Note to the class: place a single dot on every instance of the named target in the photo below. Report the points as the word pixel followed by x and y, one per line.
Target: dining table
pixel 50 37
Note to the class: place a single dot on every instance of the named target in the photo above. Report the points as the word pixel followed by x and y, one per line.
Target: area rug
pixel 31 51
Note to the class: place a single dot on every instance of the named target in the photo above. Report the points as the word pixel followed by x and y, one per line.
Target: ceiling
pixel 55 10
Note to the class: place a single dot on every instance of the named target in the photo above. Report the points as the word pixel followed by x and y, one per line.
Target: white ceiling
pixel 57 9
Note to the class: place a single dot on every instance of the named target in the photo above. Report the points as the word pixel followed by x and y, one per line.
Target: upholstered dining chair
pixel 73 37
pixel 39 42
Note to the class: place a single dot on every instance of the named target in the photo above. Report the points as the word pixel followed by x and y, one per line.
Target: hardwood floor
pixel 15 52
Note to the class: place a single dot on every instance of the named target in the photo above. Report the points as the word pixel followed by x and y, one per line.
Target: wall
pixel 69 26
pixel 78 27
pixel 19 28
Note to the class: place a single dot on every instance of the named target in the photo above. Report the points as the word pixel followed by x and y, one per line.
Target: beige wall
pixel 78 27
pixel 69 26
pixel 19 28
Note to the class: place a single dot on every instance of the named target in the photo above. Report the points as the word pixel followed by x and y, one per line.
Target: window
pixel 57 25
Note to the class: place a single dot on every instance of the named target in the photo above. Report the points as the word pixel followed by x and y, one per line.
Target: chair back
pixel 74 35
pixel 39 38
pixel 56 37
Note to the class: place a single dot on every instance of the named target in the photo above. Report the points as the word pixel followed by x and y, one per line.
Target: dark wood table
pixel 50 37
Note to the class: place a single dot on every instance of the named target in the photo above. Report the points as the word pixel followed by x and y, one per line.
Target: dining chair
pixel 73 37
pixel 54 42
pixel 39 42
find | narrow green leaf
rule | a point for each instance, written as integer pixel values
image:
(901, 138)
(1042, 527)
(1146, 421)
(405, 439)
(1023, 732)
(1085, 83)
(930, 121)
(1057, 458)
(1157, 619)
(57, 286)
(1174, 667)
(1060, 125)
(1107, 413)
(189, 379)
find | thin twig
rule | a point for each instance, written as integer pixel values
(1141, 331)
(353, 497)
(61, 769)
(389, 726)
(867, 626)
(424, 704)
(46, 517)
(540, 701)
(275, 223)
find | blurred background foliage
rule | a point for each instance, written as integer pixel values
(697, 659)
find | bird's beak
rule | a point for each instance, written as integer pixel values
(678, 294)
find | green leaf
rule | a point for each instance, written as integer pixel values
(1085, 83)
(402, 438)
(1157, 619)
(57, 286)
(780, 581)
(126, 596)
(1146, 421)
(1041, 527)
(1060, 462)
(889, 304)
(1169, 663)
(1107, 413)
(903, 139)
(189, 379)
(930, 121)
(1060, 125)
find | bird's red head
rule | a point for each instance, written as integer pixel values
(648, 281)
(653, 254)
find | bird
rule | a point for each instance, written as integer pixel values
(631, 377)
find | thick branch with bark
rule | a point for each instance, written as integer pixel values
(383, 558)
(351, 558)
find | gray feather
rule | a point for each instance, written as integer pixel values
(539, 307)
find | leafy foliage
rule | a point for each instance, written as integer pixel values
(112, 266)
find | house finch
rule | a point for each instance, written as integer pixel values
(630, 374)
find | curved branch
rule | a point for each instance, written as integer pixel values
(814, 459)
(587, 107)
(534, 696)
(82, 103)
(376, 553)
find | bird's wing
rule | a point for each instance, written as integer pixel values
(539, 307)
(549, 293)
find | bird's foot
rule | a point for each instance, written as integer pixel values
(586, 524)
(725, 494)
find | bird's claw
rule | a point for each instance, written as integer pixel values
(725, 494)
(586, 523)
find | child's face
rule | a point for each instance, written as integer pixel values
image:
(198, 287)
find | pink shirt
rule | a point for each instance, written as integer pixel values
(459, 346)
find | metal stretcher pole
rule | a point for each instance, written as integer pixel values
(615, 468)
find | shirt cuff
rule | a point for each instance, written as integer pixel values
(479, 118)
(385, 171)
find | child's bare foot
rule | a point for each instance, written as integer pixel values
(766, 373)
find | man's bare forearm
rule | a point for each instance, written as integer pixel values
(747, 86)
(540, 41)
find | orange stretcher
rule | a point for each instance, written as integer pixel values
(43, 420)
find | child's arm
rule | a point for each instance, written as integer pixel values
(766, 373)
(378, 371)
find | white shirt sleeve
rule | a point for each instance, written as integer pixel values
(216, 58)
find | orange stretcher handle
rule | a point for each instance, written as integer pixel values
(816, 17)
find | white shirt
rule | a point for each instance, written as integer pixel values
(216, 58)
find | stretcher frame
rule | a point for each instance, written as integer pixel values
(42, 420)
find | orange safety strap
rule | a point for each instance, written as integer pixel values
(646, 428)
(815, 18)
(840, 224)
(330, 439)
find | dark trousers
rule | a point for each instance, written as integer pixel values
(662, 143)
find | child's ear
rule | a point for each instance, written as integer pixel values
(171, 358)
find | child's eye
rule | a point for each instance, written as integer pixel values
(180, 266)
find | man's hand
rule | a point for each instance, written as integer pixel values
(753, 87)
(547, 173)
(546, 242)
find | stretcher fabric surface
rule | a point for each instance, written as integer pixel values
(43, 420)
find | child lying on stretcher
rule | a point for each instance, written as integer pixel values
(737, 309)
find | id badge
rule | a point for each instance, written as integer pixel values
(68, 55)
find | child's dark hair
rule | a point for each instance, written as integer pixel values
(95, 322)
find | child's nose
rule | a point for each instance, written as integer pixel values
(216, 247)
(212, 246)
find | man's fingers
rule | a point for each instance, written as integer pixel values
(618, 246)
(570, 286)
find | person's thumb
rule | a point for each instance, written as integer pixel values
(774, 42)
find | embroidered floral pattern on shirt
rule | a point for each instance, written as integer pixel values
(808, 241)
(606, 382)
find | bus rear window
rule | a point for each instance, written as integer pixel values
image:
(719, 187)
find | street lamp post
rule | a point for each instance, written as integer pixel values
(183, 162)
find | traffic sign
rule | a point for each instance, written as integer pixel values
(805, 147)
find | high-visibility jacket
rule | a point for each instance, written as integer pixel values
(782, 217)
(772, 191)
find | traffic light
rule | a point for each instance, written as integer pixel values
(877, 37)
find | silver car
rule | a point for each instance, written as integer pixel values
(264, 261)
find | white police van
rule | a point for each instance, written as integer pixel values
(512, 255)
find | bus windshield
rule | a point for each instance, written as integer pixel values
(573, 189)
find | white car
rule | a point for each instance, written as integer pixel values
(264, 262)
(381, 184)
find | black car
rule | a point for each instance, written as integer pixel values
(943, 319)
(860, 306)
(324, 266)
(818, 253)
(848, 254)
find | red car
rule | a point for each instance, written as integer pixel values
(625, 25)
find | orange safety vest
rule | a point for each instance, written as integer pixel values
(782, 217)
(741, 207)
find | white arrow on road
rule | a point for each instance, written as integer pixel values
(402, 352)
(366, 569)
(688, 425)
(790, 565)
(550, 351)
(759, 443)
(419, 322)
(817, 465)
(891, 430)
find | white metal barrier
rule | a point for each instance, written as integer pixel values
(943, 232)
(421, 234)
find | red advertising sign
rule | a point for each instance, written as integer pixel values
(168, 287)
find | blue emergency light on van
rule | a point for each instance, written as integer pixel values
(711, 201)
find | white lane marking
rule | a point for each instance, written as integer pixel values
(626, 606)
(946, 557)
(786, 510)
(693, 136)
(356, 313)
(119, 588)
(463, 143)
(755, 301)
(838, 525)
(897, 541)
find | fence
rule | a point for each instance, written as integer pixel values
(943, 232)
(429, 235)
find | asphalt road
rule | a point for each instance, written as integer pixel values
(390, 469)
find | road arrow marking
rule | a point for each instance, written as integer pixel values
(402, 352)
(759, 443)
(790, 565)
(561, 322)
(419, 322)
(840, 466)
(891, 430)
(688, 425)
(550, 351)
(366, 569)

------------------------------------------------

WHAT THE TASK REQUIRES: Write out again, unchanged, every line from the line containing "find | red advertising sign" to the final line of the material above.

SOLUTION TO THE EXERCISE:
find | red advertising sign
rule | a point for each instance, written as integer pixel values
(168, 287)
find | blue emergency light on van
rule | a point for each instance, written as integer pixel values
(711, 201)
find | white lane marking
rule | a point for each instance, written as integer pixel values
(626, 606)
(946, 557)
(786, 510)
(693, 136)
(356, 313)
(119, 588)
(463, 143)
(755, 301)
(838, 525)
(897, 541)
find | fence
rule | a point for each instance, written as integer pixel values
(943, 232)
(429, 235)
find | asphalt road
rule | a point for each instance, written as integer pixel values
(390, 469)
find | road arrow marking
rule | a point for each instance, written as integer pixel values
(402, 352)
(759, 443)
(790, 565)
(561, 322)
(419, 322)
(840, 466)
(891, 430)
(688, 425)
(550, 351)
(366, 569)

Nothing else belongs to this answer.